* Problem to solve
Quote all of the entries word for word.

* Given records
-- Start --
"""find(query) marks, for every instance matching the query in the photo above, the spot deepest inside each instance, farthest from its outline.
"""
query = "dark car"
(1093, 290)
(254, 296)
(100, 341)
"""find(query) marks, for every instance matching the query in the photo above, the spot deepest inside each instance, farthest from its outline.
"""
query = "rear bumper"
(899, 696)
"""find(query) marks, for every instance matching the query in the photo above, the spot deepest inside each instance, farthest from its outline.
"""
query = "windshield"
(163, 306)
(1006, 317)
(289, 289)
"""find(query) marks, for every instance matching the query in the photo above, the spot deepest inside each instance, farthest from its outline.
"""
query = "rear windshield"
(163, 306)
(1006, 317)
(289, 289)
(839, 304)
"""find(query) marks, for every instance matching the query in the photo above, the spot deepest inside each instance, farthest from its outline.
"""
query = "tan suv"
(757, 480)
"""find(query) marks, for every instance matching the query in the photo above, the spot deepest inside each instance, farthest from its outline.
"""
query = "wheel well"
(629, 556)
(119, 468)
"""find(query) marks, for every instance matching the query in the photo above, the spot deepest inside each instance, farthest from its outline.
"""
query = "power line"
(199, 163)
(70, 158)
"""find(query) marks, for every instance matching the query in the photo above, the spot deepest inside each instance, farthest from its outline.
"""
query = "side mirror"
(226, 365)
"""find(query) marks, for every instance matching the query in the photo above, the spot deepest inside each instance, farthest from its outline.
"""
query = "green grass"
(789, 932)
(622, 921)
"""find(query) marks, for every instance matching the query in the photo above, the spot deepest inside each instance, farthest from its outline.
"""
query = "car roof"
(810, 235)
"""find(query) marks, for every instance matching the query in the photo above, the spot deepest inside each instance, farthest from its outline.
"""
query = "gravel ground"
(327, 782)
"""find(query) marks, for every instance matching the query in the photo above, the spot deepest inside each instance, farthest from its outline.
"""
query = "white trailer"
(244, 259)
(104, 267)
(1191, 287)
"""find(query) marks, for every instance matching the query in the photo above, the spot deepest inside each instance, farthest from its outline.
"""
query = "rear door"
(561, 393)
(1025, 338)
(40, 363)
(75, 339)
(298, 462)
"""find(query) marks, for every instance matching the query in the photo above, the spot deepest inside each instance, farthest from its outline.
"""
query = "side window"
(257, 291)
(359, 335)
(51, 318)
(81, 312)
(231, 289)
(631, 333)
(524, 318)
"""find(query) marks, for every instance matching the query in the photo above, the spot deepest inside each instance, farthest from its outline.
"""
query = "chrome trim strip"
-- End --
* Response to this task
"""find(query) marks, for every instance matching the query in the photo above, the spot deepest inside each instance, farthest from its outline.
"""
query = "dark car"
(1093, 290)
(254, 296)
(100, 341)
"""find(query) marks, for every instance matching the query in the photo above, the spot deepest inside each instance, farthest from its outline.
"""
query = "rear bumper"
(899, 696)
"""find(query) marks, for every instance matching the query in the photo above, the spot deepest inside each instance, farthest from its outline.
"""
query = "windshield"
(163, 306)
(1006, 317)
(289, 289)
"""find(query) marks, for every instance matching the query in the photo above, the spot deepest inside each instance, farthest from its outline.
"""
query = "rear windshield"
(163, 306)
(1006, 317)
(289, 289)
(839, 304)
"""find(query) marks, for every instance matching the query in the photo above, the spot deepest inside each instance, farthest from its outline.
"""
query = "tan suv"
(757, 480)
"""find(query) marks, for every instance matching the query in the photo above, the spot deepest inside each instance, farthest from its outline.
"""
query = "wheel well"
(629, 556)
(119, 468)
"""find(query) marks, for every instance matching the query in the photo above, the spot deepest inside each instance, farthest from its outline.
"""
query = "power line"
(199, 163)
(70, 158)
"""find(query) marks, for every instance matching the query in the photo above, the spot deepest inside each instance, farthest from its outline.
"""
query = "side mirror"
(226, 365)
"""find(query) marks, for every instance matching the query in the photo above, the spot deepest inside each instance, farthest from its outline.
"""
query = "green grass"
(789, 932)
(622, 921)
"""find(query) marks, for every instance matching the query in the photo above, the spot deepest inside each instance, farthest from its outline.
"""
query = "car roof"
(810, 235)
"""find(query) marks, for every instance matching the query in the photo above, the spot deepest inside each instance, farthest from its outline.
"""
query = "gravel ground"
(327, 782)
"""find(query) marks, for every instance matching the query in the photo above, the spot deepest inside each instance, farthest from its outline.
"""
query = "white trailer"
(244, 259)
(104, 267)
(1191, 287)
"""find(query) marks, for every instance matching the query in the photo above, the spot deepest inside each instance, farthest from its outline.
"""
query = "rear door"
(561, 393)
(1025, 338)
(40, 363)
(75, 339)
(298, 462)
"""find(query) marks, for every instance matching the query in the photo above, the spot deepest inside each instance, farthest from its outline.
"""
query = "side window"
(257, 291)
(359, 335)
(51, 318)
(81, 312)
(231, 289)
(631, 333)
(524, 318)
"""find(query) marks, for every instance matching the query in the photo above, the spot deepest inside each instance, farthest from its outline.
"""
query = "chrome trim strip"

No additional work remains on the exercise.